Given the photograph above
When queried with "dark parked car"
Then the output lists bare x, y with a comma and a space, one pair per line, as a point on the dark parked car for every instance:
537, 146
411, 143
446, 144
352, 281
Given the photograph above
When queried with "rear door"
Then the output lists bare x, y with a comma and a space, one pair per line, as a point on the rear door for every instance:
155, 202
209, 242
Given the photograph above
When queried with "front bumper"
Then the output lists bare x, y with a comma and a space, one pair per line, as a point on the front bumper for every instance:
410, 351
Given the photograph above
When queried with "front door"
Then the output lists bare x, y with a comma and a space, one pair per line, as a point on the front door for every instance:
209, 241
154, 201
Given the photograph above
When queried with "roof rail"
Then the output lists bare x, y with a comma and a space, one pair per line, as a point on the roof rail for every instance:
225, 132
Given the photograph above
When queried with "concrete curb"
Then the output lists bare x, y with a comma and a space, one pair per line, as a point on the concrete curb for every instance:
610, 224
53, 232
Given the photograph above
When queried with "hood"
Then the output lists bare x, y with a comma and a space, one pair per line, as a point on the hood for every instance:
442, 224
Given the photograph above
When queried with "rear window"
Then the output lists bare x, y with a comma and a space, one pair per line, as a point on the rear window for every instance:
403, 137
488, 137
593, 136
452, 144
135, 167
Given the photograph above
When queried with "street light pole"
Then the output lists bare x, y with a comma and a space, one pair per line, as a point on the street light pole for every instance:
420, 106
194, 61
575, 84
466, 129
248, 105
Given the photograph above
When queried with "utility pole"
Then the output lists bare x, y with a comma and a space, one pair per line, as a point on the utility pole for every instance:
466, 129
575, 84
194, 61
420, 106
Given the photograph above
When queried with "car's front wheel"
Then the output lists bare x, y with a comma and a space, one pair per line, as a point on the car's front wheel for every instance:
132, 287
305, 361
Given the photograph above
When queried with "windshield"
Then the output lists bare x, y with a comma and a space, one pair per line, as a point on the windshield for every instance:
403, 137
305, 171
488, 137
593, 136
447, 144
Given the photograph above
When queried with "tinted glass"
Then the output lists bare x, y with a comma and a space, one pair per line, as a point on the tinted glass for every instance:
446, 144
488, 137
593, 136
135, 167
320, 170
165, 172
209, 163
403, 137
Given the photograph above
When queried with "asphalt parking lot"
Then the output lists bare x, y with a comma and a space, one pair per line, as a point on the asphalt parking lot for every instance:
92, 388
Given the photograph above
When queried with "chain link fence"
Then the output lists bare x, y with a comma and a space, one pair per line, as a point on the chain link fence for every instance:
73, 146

### TO DO
Print every entry exactly as written.

### EXERCISE OUTPUT
Given the photograph above
When queried with "dark parked car"
Then the output lists bare x, y with a comma and a space, one pair per line, as a point on the dark parked car for every instance:
537, 146
411, 143
446, 144
352, 281
Given the photograph above
When queried with "rear door"
Then the output lists bare x, y with a comma and a space, one pair per line, as a point on the rear door for every instance:
155, 202
209, 242
Given the photograph above
When queried with "front bumper"
Then the output lists bare x, y with a comma and a space, one pair per line, as a point on the front bumper for every instance:
410, 351
Given the photograph above
When queried with "front door"
Then the output lists bare x, y with a comma and a space, one pair per line, as a point on the front door for every instance:
209, 241
154, 201
Given the photograph above
When queried with "roof rail"
Then the output lists bare x, y with a comma and a space, one pair per line, as a point on the roof rail for every instance:
225, 132
Given the photograph above
When queried with "concrete curb"
Then the output lists bare x, y with a comma and a space, one pair per line, as a point on the concrete curb for every instance:
610, 224
53, 232
Given the photograph above
When queried with "hood"
Then the output lists bare x, y with a comma and a space, one pair per line, as a point on the hood for every instance:
442, 224
Given the photograph above
When queried with "rear window"
Then the output lists bare x, y with a comma and a space, one pair per line, as a point on the rear window for every instance:
403, 137
488, 137
593, 136
452, 144
135, 167
Given the photograph above
When queried with "street light pole"
Then the output lists bare x, y with a comma and a space, one pair per line, as a point on the street light pole for every instance:
420, 106
194, 61
575, 84
466, 129
248, 105
Given the photograph above
When queried with "utility pole"
Then the output lists bare x, y with a comma and a space, one pair per line, as a point on the utility pole for every instance:
466, 129
575, 84
194, 61
420, 106
Given the photograph above
When queried with "car's front wheel"
Then the output lists bare x, y with a comma and a space, one pair per line, as a point on the car's front wheel for every instance:
132, 287
305, 361
Given the photograph above
When queried with "windshield"
Then the output lists bare x, y with a comma and a space, one pair per line, as a point on the windshield for every instance:
403, 137
305, 171
488, 137
593, 136
447, 144
Given the photograph above
When queried with "tinted glass"
Then the output lists bare x, y with a comma and a space, one pair per line, as a point on the tinted glass for every instance:
446, 144
488, 137
593, 136
135, 167
320, 170
165, 172
209, 163
403, 137
Given the photograph above
When queried with "asphalt parking lot"
Then the output lists bare x, y with a comma and a space, one pair per line, as a point on the asphalt parking lot for every instance:
92, 388
Given the photograph above
When queried with "chain link fence"
Then the output lists bare x, y with a comma and a space, one pair per line, as a point on the chain link fence for every instance:
73, 146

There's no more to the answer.